## [Problem statement]
In the passage below about handling conflict, how do the couple reward themselves after resolving an issue?

Then, we talk it out. We have learned that sometimes the worst place to
talk about sensitive issues in the house. So sometimes, we go out so that we
are on neutral ground. That helps us talk about issues with less emotion. After
we resolve it, we reward ourselves by going to lunch.
Cole: As the
Dominant in this relationship, I have certain entitlements that can blow up in
my face if I ever attempt to abuse them.
It’s so very instructive, the job of balancing of power and
responsibility! It started off that we
faced-off when the issues heated just between the two of us, but as trust
built, conflicts were addressed with more maturity and humility.
From day one we’ve done remarkably well facing outside
challenges – even problems related to parenting – as a team. I’ve asked her opinion often and learned a
lot about realities about which I would have much rather remained idealistic.
Disagreements? We’ve
come to love one another enough to respect boundaries around arguing. She had to stand up to me and show me that
she cares more about her health and wellbeing than about this relationship
before I recognized that it should be just that way: Self-respect first. It lets some air out of my ego sometimes, but
keeps me honest. I am convinced that
only an intelligent woman of color, from the school of hard knocks can create
this type of balance with me. Where an irreconcilable difference is concerned, offering
the other person grace seems all you can do, particularly when you realize that
if they (or you) could do better they (or you) probably would.
Cole, why do you use
the word "entitlements”?

Stored dataset items:
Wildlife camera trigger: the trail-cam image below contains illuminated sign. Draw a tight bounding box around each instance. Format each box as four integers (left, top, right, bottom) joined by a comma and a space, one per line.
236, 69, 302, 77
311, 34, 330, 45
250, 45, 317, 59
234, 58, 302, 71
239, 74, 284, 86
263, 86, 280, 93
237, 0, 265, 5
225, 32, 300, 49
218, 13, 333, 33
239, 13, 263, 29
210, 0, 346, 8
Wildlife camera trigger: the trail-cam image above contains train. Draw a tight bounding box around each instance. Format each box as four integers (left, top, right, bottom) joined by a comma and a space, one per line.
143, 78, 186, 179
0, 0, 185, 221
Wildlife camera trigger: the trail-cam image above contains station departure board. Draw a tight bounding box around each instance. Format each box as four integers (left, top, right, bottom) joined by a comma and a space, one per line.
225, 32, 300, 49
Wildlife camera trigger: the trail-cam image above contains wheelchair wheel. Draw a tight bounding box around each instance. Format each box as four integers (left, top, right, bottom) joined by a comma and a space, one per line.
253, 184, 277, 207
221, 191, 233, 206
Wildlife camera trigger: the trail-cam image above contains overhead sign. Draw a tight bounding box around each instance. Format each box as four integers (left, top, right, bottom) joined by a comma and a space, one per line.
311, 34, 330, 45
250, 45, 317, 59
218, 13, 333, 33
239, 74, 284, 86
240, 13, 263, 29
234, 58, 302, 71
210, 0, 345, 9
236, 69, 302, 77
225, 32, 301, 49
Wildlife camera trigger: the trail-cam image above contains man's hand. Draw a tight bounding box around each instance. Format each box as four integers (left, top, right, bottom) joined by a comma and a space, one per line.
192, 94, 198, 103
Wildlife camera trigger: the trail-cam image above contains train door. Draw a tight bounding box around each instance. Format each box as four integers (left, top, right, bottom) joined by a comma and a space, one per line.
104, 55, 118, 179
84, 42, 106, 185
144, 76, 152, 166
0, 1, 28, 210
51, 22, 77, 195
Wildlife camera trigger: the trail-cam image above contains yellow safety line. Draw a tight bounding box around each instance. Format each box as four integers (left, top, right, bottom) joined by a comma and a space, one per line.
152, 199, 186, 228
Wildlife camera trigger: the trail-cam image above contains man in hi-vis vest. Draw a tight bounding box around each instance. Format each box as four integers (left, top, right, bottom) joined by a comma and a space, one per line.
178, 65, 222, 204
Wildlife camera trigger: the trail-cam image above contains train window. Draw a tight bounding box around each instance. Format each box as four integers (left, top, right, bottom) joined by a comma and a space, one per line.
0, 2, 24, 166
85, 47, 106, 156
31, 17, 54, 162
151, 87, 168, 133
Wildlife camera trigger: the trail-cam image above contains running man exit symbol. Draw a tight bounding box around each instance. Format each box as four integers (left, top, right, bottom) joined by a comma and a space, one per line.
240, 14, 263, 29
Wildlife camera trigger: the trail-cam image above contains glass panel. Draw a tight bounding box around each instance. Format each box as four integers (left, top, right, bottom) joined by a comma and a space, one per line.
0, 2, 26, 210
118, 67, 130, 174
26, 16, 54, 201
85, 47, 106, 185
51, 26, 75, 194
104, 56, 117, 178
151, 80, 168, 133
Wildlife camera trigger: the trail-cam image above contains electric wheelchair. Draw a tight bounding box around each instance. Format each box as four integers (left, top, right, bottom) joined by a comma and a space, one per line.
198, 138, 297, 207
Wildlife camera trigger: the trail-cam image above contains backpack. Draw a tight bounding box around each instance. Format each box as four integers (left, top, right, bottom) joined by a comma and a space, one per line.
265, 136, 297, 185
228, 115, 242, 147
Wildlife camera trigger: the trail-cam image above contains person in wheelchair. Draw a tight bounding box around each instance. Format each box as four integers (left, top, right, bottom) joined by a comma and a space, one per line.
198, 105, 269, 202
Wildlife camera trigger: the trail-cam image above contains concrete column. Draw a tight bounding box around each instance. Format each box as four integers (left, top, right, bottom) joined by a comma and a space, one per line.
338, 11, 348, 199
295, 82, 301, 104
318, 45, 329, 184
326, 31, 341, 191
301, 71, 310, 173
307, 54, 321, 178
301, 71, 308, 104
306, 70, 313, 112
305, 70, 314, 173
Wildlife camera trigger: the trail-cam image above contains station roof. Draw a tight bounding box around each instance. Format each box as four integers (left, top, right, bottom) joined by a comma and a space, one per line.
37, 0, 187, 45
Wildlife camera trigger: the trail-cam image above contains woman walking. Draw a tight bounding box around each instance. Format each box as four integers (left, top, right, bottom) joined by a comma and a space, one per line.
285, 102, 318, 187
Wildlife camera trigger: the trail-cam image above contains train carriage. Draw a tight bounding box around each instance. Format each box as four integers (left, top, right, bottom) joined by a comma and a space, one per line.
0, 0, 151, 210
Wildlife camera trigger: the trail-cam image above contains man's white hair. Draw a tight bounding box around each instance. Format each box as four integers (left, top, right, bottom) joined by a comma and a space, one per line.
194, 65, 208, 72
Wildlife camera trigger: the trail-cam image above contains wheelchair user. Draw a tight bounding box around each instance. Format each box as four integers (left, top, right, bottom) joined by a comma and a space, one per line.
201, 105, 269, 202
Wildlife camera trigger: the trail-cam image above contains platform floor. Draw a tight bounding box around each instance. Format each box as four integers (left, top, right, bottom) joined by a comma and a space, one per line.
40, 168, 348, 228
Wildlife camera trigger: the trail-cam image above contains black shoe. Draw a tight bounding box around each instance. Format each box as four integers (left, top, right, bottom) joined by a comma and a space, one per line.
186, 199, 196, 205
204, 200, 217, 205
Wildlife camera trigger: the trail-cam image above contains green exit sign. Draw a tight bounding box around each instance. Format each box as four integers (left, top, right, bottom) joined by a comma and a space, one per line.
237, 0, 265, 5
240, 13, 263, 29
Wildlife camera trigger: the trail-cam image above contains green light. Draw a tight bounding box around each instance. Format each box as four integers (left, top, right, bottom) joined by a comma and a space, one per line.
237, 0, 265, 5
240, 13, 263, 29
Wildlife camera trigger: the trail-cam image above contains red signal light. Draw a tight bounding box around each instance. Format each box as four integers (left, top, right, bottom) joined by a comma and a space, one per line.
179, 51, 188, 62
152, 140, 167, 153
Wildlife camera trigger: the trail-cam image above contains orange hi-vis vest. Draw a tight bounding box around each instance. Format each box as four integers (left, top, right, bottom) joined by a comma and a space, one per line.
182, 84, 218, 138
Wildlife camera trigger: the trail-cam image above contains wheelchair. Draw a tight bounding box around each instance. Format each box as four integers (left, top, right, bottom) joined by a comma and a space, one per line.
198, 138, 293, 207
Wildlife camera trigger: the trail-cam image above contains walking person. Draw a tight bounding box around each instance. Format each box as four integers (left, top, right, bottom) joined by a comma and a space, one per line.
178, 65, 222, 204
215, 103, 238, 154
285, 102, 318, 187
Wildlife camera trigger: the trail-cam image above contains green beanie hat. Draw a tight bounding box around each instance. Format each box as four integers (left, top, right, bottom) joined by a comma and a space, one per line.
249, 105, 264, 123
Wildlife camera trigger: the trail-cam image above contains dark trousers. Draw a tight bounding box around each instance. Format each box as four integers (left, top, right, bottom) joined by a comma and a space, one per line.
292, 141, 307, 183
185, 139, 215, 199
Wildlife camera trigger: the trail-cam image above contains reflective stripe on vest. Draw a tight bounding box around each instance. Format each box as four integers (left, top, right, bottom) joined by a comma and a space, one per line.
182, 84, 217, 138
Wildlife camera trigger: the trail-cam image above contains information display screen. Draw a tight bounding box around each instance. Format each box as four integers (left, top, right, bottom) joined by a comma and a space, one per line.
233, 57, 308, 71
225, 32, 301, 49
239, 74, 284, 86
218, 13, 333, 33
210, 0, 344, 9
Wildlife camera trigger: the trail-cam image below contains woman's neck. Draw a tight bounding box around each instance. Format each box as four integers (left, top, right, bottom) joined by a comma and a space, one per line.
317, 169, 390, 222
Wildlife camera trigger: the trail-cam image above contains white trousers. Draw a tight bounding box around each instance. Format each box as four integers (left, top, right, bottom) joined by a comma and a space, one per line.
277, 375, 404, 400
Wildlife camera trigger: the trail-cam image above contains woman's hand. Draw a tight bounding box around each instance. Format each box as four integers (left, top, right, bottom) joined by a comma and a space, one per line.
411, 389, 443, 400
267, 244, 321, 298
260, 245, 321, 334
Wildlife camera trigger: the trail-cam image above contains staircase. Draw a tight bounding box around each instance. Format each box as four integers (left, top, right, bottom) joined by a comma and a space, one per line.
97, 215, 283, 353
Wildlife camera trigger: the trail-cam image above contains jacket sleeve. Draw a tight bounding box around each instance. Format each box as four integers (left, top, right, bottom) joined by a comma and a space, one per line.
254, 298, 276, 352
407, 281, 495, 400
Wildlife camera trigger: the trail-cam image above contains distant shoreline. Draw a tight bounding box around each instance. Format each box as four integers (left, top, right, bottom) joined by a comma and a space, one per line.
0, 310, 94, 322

## [The result]
They go to lunch.